### Activity:
Omit the images and return the remaining entries unchanged.

### Dataset:

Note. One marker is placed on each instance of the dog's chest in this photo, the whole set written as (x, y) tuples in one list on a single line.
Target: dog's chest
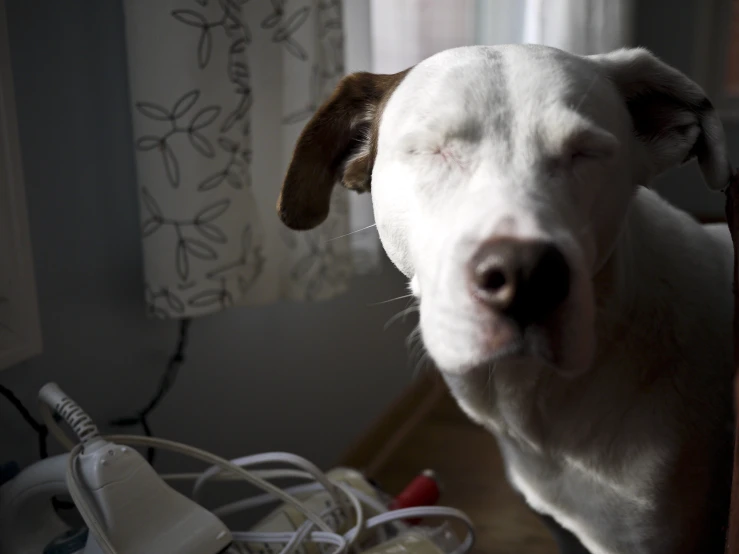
[(576, 463)]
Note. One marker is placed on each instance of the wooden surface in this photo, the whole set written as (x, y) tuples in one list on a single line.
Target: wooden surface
[(378, 444), (466, 459)]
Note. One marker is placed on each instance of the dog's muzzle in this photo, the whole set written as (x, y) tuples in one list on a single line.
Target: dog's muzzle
[(523, 281)]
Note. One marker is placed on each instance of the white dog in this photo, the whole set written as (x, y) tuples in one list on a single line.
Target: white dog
[(575, 314)]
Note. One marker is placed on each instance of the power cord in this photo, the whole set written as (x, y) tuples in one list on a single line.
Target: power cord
[(175, 363), (315, 529)]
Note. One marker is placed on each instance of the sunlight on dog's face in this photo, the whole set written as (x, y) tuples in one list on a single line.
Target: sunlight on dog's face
[(499, 187), (501, 177)]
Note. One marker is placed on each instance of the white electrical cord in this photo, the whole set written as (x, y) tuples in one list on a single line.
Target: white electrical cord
[(349, 501)]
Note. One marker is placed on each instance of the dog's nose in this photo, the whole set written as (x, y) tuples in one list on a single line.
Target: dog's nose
[(524, 280)]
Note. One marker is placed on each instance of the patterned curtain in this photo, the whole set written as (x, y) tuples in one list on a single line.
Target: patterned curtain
[(220, 90), (580, 26)]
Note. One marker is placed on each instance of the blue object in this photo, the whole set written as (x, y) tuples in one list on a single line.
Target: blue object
[(71, 542)]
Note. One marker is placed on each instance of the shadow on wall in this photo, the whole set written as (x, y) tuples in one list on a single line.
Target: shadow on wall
[(303, 378)]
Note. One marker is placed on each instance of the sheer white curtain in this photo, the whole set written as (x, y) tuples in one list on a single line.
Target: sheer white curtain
[(220, 90), (405, 32)]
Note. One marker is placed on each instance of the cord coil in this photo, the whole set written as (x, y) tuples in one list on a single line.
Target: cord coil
[(367, 516)]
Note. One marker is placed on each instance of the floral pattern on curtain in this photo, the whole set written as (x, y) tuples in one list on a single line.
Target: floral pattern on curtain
[(220, 90)]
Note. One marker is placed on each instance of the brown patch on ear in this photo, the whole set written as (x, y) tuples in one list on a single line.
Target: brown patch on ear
[(339, 144)]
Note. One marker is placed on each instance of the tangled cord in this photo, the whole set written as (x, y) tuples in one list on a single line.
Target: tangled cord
[(175, 363), (351, 503)]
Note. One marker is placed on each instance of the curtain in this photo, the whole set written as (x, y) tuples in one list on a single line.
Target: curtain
[(404, 33), (579, 26), (220, 90)]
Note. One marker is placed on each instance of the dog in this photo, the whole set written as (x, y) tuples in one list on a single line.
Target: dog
[(571, 310)]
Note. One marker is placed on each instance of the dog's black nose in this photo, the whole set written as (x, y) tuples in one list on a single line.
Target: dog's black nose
[(524, 280)]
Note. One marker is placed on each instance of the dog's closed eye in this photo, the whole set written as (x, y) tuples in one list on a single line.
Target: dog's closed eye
[(584, 145)]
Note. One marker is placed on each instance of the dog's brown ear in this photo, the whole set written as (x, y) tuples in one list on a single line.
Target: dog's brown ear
[(671, 114), (338, 145)]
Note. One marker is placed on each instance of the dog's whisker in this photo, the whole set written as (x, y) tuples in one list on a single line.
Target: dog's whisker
[(353, 232), (401, 314), (391, 300)]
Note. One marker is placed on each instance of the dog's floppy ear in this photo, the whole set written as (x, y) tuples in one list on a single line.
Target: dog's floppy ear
[(338, 145), (671, 114)]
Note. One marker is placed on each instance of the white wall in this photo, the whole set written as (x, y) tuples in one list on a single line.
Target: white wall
[(304, 378)]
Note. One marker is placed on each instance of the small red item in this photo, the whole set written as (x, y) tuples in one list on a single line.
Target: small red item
[(424, 490)]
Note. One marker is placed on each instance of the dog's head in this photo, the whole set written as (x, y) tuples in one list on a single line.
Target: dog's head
[(500, 179)]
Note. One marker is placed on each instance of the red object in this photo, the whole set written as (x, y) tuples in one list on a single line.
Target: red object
[(424, 490)]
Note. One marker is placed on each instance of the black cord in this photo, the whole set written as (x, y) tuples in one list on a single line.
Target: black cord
[(41, 430), (176, 361)]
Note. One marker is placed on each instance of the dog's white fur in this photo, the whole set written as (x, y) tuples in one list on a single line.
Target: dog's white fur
[(613, 419)]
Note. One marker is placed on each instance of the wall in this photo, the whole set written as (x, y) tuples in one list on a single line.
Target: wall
[(303, 378), (668, 28)]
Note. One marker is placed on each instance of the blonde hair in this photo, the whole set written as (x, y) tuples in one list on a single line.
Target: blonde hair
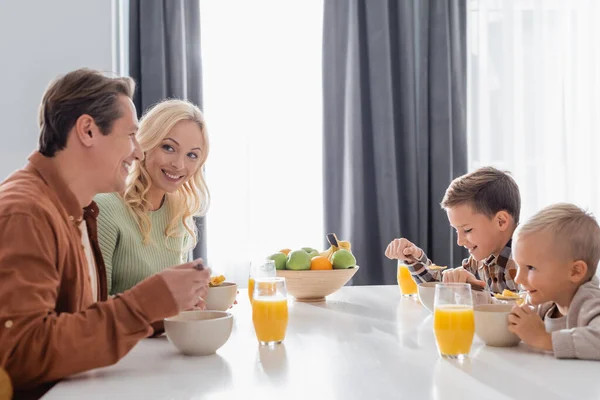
[(192, 198), (574, 229), (488, 190)]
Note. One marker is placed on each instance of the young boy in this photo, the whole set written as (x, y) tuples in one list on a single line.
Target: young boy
[(557, 253), (483, 206)]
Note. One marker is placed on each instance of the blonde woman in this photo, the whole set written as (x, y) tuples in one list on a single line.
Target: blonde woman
[(150, 226)]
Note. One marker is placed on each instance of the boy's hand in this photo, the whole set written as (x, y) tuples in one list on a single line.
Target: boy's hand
[(461, 275), (526, 324), (402, 249)]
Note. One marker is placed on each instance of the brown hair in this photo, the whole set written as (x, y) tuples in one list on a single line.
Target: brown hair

### Exercise result:
Note. One marker is placed on each instance of the dog's chest in this photo, the whole set written as (x, y) tuples in one list on a single line.
Target: dog's chest
[(576, 463)]
Note. One marker is placed on each instance of the wooden surface in this photo, the whole set written as (x, y) tuples in one list on a single line.
Target: wooden surface
[(378, 444), (466, 459)]
Note. One marker is placed on each instance of the dog's muzzle in this photo, the whole set written as (x, y) tuples in one list on a single line.
Target: dog's muzzle
[(523, 281)]
Note. One marker is placed on each instance of the white dog in this photo, the whole set written as (x, y) tuples in one list on a single line.
Target: white dog
[(575, 314)]
Note. One marker is placed on each instance of the power cord in this photo, the whole set written as (x, y) tuples in one list on a single line.
Target: power cord
[(175, 363), (315, 529)]
Note. One marker is placed on each instance of the sunlight on dog's face in this photo, the whole set written as (x, y) tuples in one list on a single line.
Target: sunlight on dog's face
[(499, 187), (501, 177)]
Note. One marker is placed on each instance of the white electrical cord in this photo, the whole set written as (x, y) tuples in one list on a single line.
Target: white electrical cord
[(349, 501)]
Note. One marker is placed on each instance of the dog's nose in this photo, the whole set written as (x, y) tuples in one list on a single line.
Target: dog's nose
[(524, 280)]
Note. One marker is placed on each instance of the patterned curtain in this photo, the whole set written as (x, y) tuples in one list on a single line.
Target: patterned curtain
[(220, 90), (580, 26)]
Note. One marker is placed on each instance of the blue object in this photo, the whole set written as (x, y) tuples in one list on a single line.
Target: blue object
[(71, 542)]
Note. One marker is placed on each instance of the shadow on wall in this photo, the whole set written as (x, y) tuples in one list on a single line.
Target: shadow on wall
[(303, 378)]
Note. One marker is placed on each instance of the sheer white curtain in this photo, the whole set written as (x, y) tuples in one list on a single line.
Target: sheer white curtain
[(220, 90), (405, 32)]
Note. One marker is placed on each instance of the cord coil in this photo, the whole set written as (x, y) tuples in one list on a single line.
Target: cord coil
[(367, 516)]
Note. One marker is placed on each instance of the floral pattern on curtain in this photo, the whole set written as (x, y) tuples in one list on a single line.
Target: floral pattern on curtain
[(220, 90)]
Note. One marker is placed on each instance of the brown patch on ear in this photo, the whole set written as (x, y) tuples in one list on a single line.
Target: brown patch on ear
[(339, 144)]
Note. One marker is placed on each instance of the tangled cord in this photo, the whole set written as (x, y) tuples in one list on a single line.
Target: tangled cord
[(175, 363), (351, 503)]
Note. One marker is placed on each instance of the curtain in this photo, the whole set written as (x, y) tuples in one list on a single line.
Target: curtain
[(404, 33), (579, 26), (220, 90)]
Note. One marker is placed on each instance of the dog in this photo, the whole set written as (x, y) tuples in one list on a single line.
Target: dog
[(571, 310)]
Note. One marker is placed on each instance of the dog's black nose in this photo, the whole set written as (x, y) tuples in one list on a single line.
Target: dog's black nose
[(524, 280)]
Note. One marker is placed on each instance of the dog's closed eye in this photo, the whole set written as (x, y) tuples in one list on a single line.
Target: dog's closed eye
[(584, 145)]
Note. One marker is placed on each instance of the dog's brown ear in this photo, the whole set written as (x, y) tuples in one list on a single line.
Target: dog's brown ear
[(671, 114), (338, 145)]
Note. One marker is placed on each instance of the dog's whisker in this photo, the whole set written as (x, y) tuples in one list on a single line.
Target: dog's whisker
[(353, 232), (401, 314), (391, 300)]
Note. One marker is placed on each instance of the dog's floppy ear in this photo, the whole set written as (x, y) tuples in one list on a single line.
Target: dog's floppy ear
[(338, 145), (671, 114)]
Note. One marker is placed on each instance of the white wall in this photo, the whole set written as (x, y) tuples in one list on a single line.
Target: white wall
[(304, 378)]
Note. One marker is placed on each instance of the small red item in this photo, the whole set written as (x, y) tuples in one list on a single line.
Target: small red item
[(424, 490)]
Note. One marker is placed on each instance of the dog's head in this photo, the whole set written as (x, y) tuples in one list on a single line.
Target: dog's head
[(500, 179)]
Note. One marker is placed on each instance of the red object in this photo, the whole set written as (x, y) tuples in one list on a single line.
Target: red object
[(424, 490)]
Note. One marker is placed on each instance of the black cord in this photo, the whole set written as (x, y) tuples in one list on a single line.
Target: black cord
[(41, 430), (176, 361)]
Note. One marker is placed on each instance of the dog's white fur in this photo, the whole set written as (x, y) tuples in one list on a single line.
Target: dog's white fur
[(613, 419)]
Note. One marker is placed on each instance of the wall in this photo, the whole set written as (x, y) tuples in one list on a single line.
Target: wall
[(303, 378), (668, 28)]
Note. One marker is placed on each instance of the blonde hair in this photo, the whole set written as (x, y) tuples in one list on a single line.
Target: blonde hair
[(192, 198), (574, 229), (488, 190)]
Note. One marker is placed on each instance of the young boy in this photo, the whole set written as (x, y) tuples in one list on a single line.
Target: young boy
[(557, 253), (483, 206)]
Note. One marker is placed on each instance of the blonde woman in this photo, the whole set written as (x, y) tuples in one list on a single line.
Target: blonde woman
[(150, 226)]
Note. One marker is placed on each instance of the boy's hand in this photo, the whole set written as (x, y) tuples in one list on a single line.
Target: boy's hand
[(461, 275), (526, 324), (402, 249)]
Note. One marker is placed on each instance of the brown hair in this photo, the whole set written as (x, y) tuples in one list on a single line.
Target: brown hair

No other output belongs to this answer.